> WHAT NEEDS TO BE DONE
Could you reproduce the data below with every "junction-occupancy log" swapped for "scene-inventory sheet", leaving everything else untouched?

> RECORDS SHOWN
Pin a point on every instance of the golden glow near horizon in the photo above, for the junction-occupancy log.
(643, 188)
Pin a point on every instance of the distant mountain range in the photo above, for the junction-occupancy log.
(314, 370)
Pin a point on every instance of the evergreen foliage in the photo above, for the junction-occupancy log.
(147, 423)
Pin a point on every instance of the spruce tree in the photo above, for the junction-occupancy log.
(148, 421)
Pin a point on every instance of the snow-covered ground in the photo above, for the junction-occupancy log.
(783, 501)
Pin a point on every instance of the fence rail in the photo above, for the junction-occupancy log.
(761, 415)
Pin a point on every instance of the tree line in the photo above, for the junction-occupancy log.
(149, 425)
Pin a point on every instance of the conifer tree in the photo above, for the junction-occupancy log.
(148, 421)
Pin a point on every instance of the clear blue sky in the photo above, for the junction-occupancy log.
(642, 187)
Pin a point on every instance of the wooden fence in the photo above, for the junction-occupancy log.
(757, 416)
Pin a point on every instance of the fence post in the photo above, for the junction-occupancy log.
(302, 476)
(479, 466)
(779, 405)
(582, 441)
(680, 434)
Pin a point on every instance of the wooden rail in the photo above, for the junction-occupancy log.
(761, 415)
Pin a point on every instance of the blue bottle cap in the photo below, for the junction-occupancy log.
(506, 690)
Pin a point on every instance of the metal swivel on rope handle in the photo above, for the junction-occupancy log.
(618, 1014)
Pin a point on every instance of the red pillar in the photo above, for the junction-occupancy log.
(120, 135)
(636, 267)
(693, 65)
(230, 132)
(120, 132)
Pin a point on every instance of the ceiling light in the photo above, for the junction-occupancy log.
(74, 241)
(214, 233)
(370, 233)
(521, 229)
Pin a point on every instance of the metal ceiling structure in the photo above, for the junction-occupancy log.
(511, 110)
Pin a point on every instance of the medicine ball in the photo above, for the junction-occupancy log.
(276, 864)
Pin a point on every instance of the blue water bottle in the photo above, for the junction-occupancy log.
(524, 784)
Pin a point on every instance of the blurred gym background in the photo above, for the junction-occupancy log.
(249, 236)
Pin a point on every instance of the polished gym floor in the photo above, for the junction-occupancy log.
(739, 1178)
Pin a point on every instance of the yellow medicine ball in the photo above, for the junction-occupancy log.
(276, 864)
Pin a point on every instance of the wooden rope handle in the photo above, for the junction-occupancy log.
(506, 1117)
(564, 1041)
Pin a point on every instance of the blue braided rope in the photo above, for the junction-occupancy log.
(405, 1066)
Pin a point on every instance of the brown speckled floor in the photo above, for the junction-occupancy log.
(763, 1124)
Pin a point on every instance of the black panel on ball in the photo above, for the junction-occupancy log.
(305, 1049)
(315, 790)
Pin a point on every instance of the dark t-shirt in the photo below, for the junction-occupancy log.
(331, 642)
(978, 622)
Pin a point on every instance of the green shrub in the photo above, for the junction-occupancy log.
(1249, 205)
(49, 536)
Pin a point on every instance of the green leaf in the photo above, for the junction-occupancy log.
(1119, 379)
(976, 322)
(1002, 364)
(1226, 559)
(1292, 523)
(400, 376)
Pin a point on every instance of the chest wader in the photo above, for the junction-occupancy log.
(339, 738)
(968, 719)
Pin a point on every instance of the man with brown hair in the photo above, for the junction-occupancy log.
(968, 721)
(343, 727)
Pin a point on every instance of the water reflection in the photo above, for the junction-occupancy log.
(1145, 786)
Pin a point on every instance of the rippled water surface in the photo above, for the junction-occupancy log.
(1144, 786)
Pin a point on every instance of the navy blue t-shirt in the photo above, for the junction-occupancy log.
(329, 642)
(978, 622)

> FULL RESPONSE
Pin a point on every instance of the golden glow near horizon in the photo above, for the scene-inventory sheet.
(643, 188)
Pin a point on every instance of the distant mountain range in the photo above, for the scene-inventory sheet.
(314, 370)
Pin a point on every instance of the evergreen foliage in the photo above, for the scene-inventory sheet.
(147, 423)
Pin a point on every instance of the spruce tree in the photo above, for the scene-inventory sheet.
(148, 421)
Pin a point on every instance of the snow-covered ground in the photo above, for the scene-inventory sheet.
(783, 501)
Pin a point on every instance of the fence rail in the photo above, for the scene-inventory sheet.
(761, 415)
Pin a point on every instance of the tree line in the photo above, for the scene-inventory sheet.
(149, 425)
Pin a point on every instance of the conifer tree in the photo above, for the scene-inventory sheet.
(148, 421)
Pin a point on every instance of the clear blue sky in the photo above, for the scene-inventory sheet.
(642, 187)
Pin a point on every instance of the wooden fence in the photo above, for the scene-inventory sheet.
(757, 416)
Pin a point on every instance of the fence post in the photo above, for the scene-inventory sheet.
(302, 476)
(479, 466)
(779, 405)
(582, 441)
(680, 434)
Pin a point on every instance of the wooden rail in the photo above, for the scene-inventory sheet.
(761, 415)
Pin a point on every instance of the blue bottle cap in the photo below, for the scene-inventory sheet.
(506, 690)
Pin a point on every instance of the metal swivel on rope handle in the photo above, for the scene-inventory sheet.
(618, 1014)
Pin a point on every instance of the red pillar in the photo above, for the scene-inventory sheet.
(120, 135)
(636, 267)
(693, 65)
(230, 132)
(120, 132)
Pin a point on every instance of the ceiling light in the photo above, for the scene-inventory sheet.
(74, 241)
(214, 233)
(370, 233)
(521, 229)
Pin a point on every instance of the metal ceiling structure in the photo above, for the scene-inventory sheet.
(511, 110)
Pin a point on every instance of the medicine ball in the photo above, for the scene-inventory sheet.
(276, 864)
Pin a point on every instance of the blue water bottle in the photo above, for the scene-inventory sheet.
(524, 784)
Pin a point on every instance of the blurred gym background in the photo above, for the scene-inventory sheet.
(249, 236)
Pin a point on every instance of the polished gym floor in the photo above, for the scene-inventory sheet.
(739, 1178)
Pin a point on every instance of the yellow medicine ball in the photo above, for the scene-inventory sheet.
(276, 864)
Pin a point on every instance of the wooden rope handle in the photo above, for the scene-inventory sheet.
(506, 1117)
(564, 1041)
Pin a point on every instance of the blue braided rope in the photo above, for the scene-inventory sheet.
(405, 1066)
Pin a point on every instance of the brown speckled floor in the photo above, for the scene-inventory sheet.
(763, 1124)
Pin a point on every instance of the black panel on ball in the photo above, for the scene-inventory sheet.
(305, 1049)
(315, 790)
Pin a point on every instance of the dark t-shirt in the photo below, for the scene-inventory sheet.
(331, 642)
(978, 622)
Pin a point on every instance of the green shrub in the photo above, for the scene-inventory sheet.
(1249, 205)
(49, 536)
Pin a point on every instance of the green leaf in the photo above, for the scene-inventory sheet.
(1119, 379)
(976, 322)
(1002, 364)
(1226, 559)
(1292, 523)
(400, 376)
Pin a point on every instance of the chest wader in the photo above, for the scene-inventory sheet.
(339, 738)
(968, 719)
Pin a point on every instance of the man with brown hair in the photo above, for the scene-inventory sheet.
(968, 721)
(343, 727)
Pin a point on every instance of the water reflection in the photo above, for the scene-inventory sheet.
(1145, 786)
Pin a point on every instance of the rippled water surface in the photo above, for the scene-inventory sheet.
(1144, 786)
Pin a point on every instance of the navy blue t-shirt in the photo above, for the scene-inventory sheet.
(329, 642)
(978, 622)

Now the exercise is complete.